Görev: Aşağıdaki verilerin tamamını satır satır, hiçbir değişiklik yapmadan alıntılayın. Görselleri yanıtınıza almayın.

*** Sağlanan Veriler ***

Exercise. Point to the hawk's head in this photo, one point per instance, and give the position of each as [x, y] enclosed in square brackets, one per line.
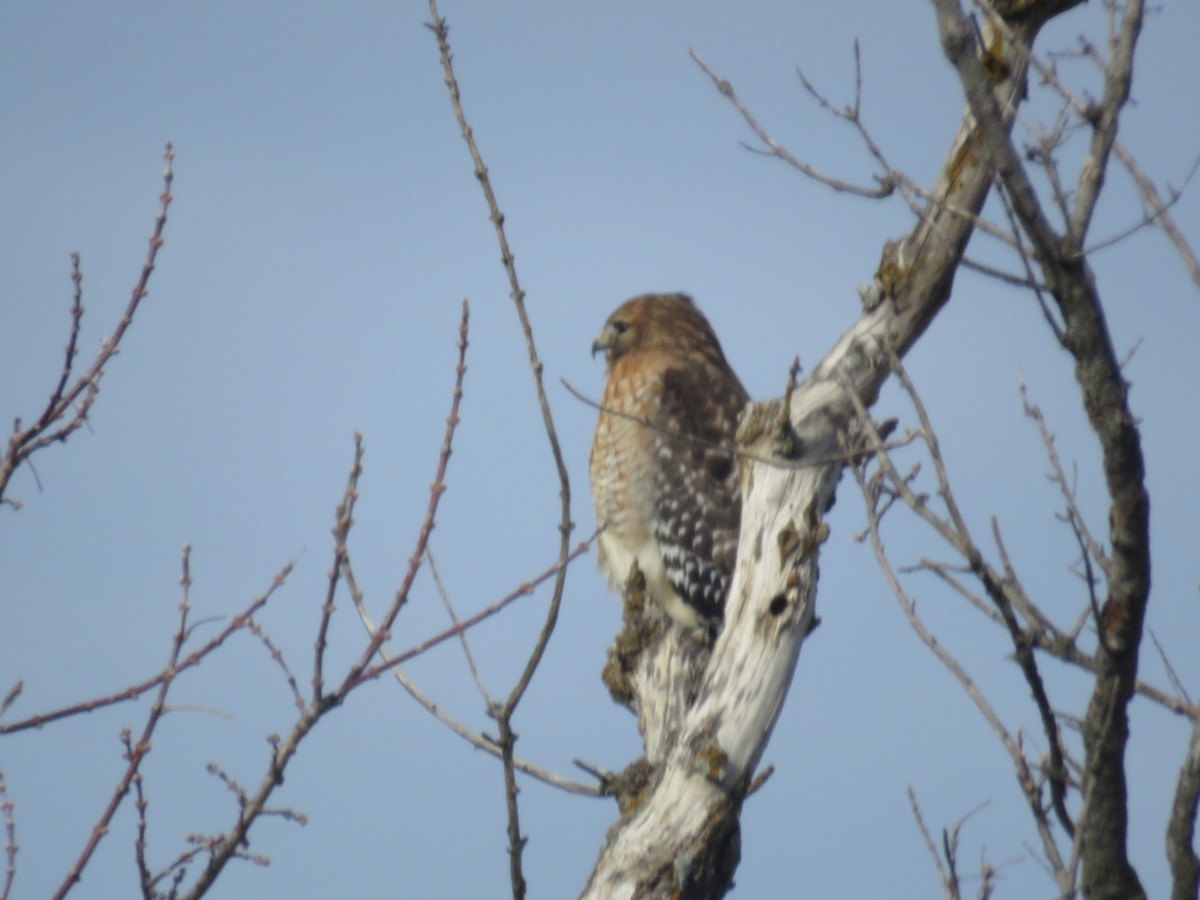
[658, 322]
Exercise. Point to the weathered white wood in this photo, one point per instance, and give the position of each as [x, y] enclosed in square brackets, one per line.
[708, 733]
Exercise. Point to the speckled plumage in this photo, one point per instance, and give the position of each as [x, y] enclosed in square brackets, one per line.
[664, 477]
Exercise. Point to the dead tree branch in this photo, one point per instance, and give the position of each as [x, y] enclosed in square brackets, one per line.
[69, 406]
[690, 808]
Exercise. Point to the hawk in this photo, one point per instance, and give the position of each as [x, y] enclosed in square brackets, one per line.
[664, 477]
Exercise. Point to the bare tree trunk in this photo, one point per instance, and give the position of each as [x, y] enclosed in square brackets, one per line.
[679, 835]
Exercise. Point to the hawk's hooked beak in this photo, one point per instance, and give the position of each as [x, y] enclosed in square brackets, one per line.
[604, 340]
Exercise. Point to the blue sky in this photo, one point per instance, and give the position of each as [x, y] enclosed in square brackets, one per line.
[327, 227]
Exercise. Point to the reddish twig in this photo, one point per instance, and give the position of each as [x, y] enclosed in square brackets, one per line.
[24, 443]
[135, 691]
[137, 753]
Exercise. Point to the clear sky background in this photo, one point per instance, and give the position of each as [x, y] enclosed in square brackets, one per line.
[327, 227]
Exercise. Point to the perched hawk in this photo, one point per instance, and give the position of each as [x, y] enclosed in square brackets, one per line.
[664, 475]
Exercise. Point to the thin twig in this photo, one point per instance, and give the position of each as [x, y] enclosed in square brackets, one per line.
[10, 840]
[58, 421]
[138, 751]
[237, 624]
[358, 671]
[462, 635]
[886, 187]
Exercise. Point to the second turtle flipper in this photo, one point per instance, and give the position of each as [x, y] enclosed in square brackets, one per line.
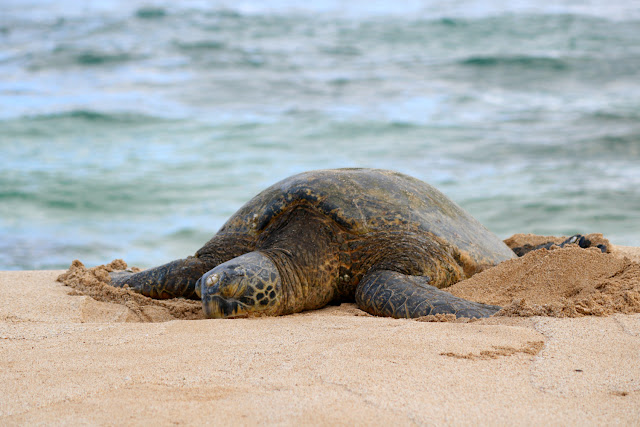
[174, 279]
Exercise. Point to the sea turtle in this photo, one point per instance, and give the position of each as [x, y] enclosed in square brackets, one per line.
[386, 240]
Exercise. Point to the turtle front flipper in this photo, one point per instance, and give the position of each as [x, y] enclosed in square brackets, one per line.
[392, 294]
[174, 279]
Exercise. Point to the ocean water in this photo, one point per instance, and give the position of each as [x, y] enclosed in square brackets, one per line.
[133, 129]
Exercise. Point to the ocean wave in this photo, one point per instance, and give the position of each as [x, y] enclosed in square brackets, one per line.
[94, 117]
[516, 61]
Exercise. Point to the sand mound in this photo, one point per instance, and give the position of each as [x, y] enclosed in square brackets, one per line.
[94, 283]
[530, 241]
[566, 282]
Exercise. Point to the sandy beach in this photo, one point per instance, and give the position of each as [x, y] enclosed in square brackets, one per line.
[67, 358]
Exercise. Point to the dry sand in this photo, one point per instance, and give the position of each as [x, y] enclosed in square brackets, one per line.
[68, 358]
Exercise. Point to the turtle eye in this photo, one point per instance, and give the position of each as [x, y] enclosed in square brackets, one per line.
[231, 288]
[212, 279]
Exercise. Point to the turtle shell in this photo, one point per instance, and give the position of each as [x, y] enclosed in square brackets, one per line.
[364, 201]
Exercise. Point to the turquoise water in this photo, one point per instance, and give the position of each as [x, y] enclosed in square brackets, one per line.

***

Alıştırmanın Yanıtı:
Exercise. Point to the hawk's head in this photo, one point per instance, and give the position of each as [x, y] enclosed in square brackets, one per line.
[658, 322]
Exercise. Point to the weathered white wood in this photo, one point per instance, and give the position of each as [x, y] enclosed in square brackets, one per line.
[708, 733]
Exercise. Point to the speckled plumage in this photo, one point per instance, and give the position of each as [x, y] enclosed in square brackets, one per line.
[664, 477]
Exercise. Point to the dead tree branch in this photo, one point per instance, and give the position of each as [x, y] enclosed in square brackets, one per line.
[69, 406]
[690, 808]
Exercise. Point to the hawk in this photo, one point per instance, and give the position of each as [x, y] enclosed in square brackets, one per line.
[664, 477]
Exercise. Point to the bare tree trunk in this photo, one point per instance, and give the position of each as [x, y] enclosed in square brackets, one per line.
[679, 835]
Exercise. Point to the hawk's hooked beak in this photo, one point per instance, and give the position of each as [x, y] enclosed in square brackets, one per line.
[604, 340]
Exercise. Point to the blue sky in this photo, one point per instance, and give the position of each as [x, y] enclosed in square brackets, one per line.
[327, 227]
Exercise. Point to the reddish twig in this photo, one point per instance, and give the position of each as [x, y] enclosed in square brackets, one per line.
[24, 443]
[135, 691]
[137, 753]
Exercise. Point to the clear sky background in this photo, one point per instance, and give the position of each as [x, y] enclosed in square brackets, one per line.
[327, 227]
Exercise. Point to the perched hawk in this photo, one point per instance, and give the position of each as [x, y] enclosed in square brackets, one per line.
[664, 475]
Exercise. Point to the thin twig in this photo, one point per instance, and give the position of each as [x, y] enclosed in square brackets, one per line.
[10, 840]
[58, 421]
[138, 751]
[237, 624]
[358, 671]
[462, 635]
[886, 187]
Exercise. Point to the second turtle flipper in this photo, one point per instance, and give the position of each as [x, y] enclosed in square brackets, one per line.
[174, 279]
Exercise. Point to the sea turtle in this photo, one point per instance, and give the position of each as [x, y] enclosed in square brackets, one per line.
[386, 240]
Exercise. Point to the turtle front flipper in this photo, one point per instance, and give the position of each as [x, y] enclosed in square brackets, one per line.
[392, 294]
[174, 279]
Exercise. Point to the ocean water in this photo, one point per instance, and give the position of each as [x, y] enclosed in square brackets, one per line.
[133, 129]
Exercise. Point to the ocean wave in this photo, one point per instance, and give the position of each as [x, y] enclosed in square brackets, one per line.
[94, 117]
[516, 61]
Exercise. Point to the sand mound in this photo, one point per instance, and give the position of each as [x, y] enclosed in square brackets, one per line.
[94, 283]
[530, 241]
[566, 282]
Exercise. Point to the sandy beach in this photo, one point per instance, and give the position of each as [x, y] enclosed in square brackets, one per line.
[67, 358]
Exercise. Point to the dry sand in this photo, one point per instance, and give the position of each as [x, y] enclosed in square brackets, one per line.
[68, 358]
Exercise. Point to the turtle eye in this photo, one point per instance, and give the position of each as [x, y] enclosed in square brackets, one per line.
[231, 288]
[212, 279]
Exercise. Point to the turtle shell in this photo, one point per instance, and give the position of each as [x, y] enclosed in square brackets, one per line.
[364, 201]
Exercise. Point to the turquoise water in this photo, one point per instance, and give the position of each as [x, y] enclosed in square brackets, one per line.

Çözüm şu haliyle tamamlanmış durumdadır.